| TEXT EXCERPT |
## Start

Regardless Of Cold Winters, Global Warming Is Fact

Regardless Of Cold Winters, Global Warming Is Fact

Br-r-r-r!

It’s a good thing I remembered where I stored all my old ski gear, including the thermal underwear that I hadn’t worn in years. I’ve needed it during a season in which even the Deep South has seen an epidemic of frozen pipes, single-digit temperatures and school cancelations without snow. Schoolkids were allowed to stay home for a day or two because, according to administrators, the weather was too doggone cold.

The deep freeze might have forced most of us into a shoulder-hunching slouch, but it prompted an Easter Parade-like promenade by a crew of familiar climate-change skeptics, who trotted out their usual arguments: See, we told you so. They’re making it all up. The planet isn’t getting warmer.

Because the Northeast corridor has suffered through severe winters of late, the backlash has become a ritual. But it’s nothing more than posturing, akin to positing today that the Earth is flat and the sun revolves around it. Climate change is real — a serious threat to the economy, to the food supply, to the ecosystem.

“This time of year, people will take a cold spell and try to say, ‘We told you climate change is not real,'” said Dr. Marshall Shepherd, president of the American Meteorological Society and head of the Atmospheric Sciences Program at the University of Georgia. But, he added, “We’ll still have winter in the year 2080, when the climate is likely to be much warmer.”

Shepherd, a former NASA climate scientist, likes to explain the cold spurts to laymen with the following analogy: “Weather is your mood, but climate is your personality. Just because you’re in a bad mood today doesn’t mean that’s your entire personality.”

## End

Pointing dataset lines:
## Start

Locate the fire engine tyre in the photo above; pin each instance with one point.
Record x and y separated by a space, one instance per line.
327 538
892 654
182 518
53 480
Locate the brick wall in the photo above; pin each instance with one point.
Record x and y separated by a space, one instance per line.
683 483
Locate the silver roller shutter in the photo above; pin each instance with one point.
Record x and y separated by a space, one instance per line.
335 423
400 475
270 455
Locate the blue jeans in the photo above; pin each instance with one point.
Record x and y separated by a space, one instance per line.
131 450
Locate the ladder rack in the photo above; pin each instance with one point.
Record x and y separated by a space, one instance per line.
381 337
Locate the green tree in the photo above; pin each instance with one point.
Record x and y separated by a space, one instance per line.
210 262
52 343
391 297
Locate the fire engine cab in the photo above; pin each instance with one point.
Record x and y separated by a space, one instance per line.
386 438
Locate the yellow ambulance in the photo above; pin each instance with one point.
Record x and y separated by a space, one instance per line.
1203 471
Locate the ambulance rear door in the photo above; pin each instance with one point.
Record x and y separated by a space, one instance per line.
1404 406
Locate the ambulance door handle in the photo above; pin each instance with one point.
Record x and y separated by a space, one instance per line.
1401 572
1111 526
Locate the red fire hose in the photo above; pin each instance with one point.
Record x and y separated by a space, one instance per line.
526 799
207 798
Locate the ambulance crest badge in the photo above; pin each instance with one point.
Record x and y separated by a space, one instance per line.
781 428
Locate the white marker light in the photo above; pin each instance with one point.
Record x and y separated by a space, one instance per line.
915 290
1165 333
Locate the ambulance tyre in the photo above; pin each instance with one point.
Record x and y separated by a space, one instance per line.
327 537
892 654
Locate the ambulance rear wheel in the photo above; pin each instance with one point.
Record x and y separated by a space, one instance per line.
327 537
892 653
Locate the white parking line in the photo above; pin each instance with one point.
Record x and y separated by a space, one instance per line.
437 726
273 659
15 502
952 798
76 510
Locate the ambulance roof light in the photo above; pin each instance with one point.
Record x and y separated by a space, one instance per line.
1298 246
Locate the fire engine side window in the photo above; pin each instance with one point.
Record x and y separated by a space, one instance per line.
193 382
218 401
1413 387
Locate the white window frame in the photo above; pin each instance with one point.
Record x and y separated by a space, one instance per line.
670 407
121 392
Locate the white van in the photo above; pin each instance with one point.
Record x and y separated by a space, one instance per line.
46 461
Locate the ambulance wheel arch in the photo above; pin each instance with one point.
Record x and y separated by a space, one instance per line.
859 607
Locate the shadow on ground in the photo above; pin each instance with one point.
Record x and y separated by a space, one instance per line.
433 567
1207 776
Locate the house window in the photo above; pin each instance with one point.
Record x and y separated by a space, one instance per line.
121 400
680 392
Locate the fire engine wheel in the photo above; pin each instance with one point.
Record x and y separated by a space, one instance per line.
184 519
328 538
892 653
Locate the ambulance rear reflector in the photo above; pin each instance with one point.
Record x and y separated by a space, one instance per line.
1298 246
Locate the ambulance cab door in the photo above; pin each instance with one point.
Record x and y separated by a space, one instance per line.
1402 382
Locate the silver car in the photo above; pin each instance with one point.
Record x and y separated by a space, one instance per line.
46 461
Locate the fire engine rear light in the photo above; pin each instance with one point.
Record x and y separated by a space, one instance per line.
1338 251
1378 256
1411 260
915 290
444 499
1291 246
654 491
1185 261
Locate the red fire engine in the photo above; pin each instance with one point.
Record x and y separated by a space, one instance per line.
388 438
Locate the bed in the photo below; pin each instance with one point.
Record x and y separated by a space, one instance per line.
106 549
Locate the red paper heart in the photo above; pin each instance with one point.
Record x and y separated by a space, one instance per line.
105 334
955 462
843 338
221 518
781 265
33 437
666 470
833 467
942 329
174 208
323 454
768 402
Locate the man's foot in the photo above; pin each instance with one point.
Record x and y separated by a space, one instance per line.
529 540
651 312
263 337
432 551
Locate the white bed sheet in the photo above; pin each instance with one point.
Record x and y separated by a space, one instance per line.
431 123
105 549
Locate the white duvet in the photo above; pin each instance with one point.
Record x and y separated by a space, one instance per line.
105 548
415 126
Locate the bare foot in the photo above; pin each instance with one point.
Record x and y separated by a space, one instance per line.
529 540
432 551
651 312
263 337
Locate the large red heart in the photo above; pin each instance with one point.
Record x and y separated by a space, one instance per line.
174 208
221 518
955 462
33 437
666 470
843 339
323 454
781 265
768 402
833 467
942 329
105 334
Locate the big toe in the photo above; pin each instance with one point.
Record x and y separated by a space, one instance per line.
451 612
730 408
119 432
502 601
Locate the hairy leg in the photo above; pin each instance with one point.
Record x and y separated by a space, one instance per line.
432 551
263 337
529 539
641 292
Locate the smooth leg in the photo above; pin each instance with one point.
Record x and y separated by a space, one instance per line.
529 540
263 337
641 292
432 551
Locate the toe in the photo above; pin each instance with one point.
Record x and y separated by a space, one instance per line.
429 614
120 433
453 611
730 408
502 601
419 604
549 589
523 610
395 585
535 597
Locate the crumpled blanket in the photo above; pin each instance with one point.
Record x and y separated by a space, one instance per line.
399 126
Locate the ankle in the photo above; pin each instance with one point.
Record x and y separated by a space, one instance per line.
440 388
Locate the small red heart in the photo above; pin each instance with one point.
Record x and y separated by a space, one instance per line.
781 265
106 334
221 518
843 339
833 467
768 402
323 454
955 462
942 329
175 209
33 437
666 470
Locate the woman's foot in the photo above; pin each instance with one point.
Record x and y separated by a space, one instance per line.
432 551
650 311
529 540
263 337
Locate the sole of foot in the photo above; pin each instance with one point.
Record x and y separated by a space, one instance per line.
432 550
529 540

## End

| TASK INSTRUCTIONS |
1. According to the global warming column, why has the skeptics' backlash against climate change become a ritual? Answer in one to three sentences.
2. Summarize the global warming column in two sentences.
3. Carry the global warming column forward from its last sentence.
These lines were taken from a separate source.

| TASK RESPONSES |
1. The backlash has become a ritual because the Northeast corridor has gone through severe winters recently. Each deep freeze brings climate-change skeptics out to argue that the planet isn't getting warmer.

2. A season of extreme cold, even in the Deep South, has led familiar skeptics to claim again that the planet isn't warming, a claim the writer calls mere posturing since climate change is real and a serious threat. Dr. Marshall Shepherd of the American Meteorological Society agrees, noting that winters will still come in a warmer 2080 and comparing weather to a mood and climate to a personality.

3.
On the fact of a warming planet, the scientific consensus is clear: It is. According to the National Oceanic and Atmospheric Administration, 2013 ties with 2003 as the fourth-warmest year for the planet since records started being kept in 1880. Indeed, 2013 was the 37th consecutive year that global temperatures have been above average. And 9 of the 10 warmest years on record have occurred in this century.

The consequences could be catastrophic. While scientists disagree about some of them, there is broad agreement about drought, heat waves and rising sea levels.

Currently, a “mega-drought” — 13 years long and counting — is afflicting the western United States, disrupting agriculture, destroying forest habitat and sparking fights over water supply. While climate scientists are reluctant to blame any one drought on climate change, they predict that droughts will become more commonplace.

Then there was Superstorm Sandy, which was so damaging because of extensive flooding along the coasts of New York and New Jersey — the result of sea levels that are higher than they used to be. One of Shepherd’s doctoral students will soon publish a paper showing an increase in extreme weather events, tied to climate change, in and around Atlanta, he said.

Even if conservative politicians refuse to concede the evidence for climate change, insurance companies have already done so. Last year, Peter Hoeppe, who heads Geo Risks Research at a huge reinsurance firm called Munich Re, told The New York Times: “Numerous studies assume a rise in summer drought periods in North America in the future and an increasing probability of severe cyclones relatively far north along the U.S. East Coast in the long term. The rise in sea level caused by climate change will further increase the risk of storm surge.”

The vast majority of Americans accept the evidence — 67 percent, according to the Pew Research Center — but that masks a deeper divide within the Republican Party. Only 23 percent of Republicans and GOP-leaning independents believe that global warming is caused by human activity, while 19 percent say the warming is due to natural patterns. Another 20 percent say they want more evidence, while 25 percent say they don’t believe the planet is warming at all — a belief that is especially popular among Tea Partiers.

Their certainty is cold comfort.

(Cynthia Tucker, winner of the 2007 Pulitzer Prize for commentary, is a visiting professor at the University of Georgia. She can be reached at cynthia@cynthiatucker.com.)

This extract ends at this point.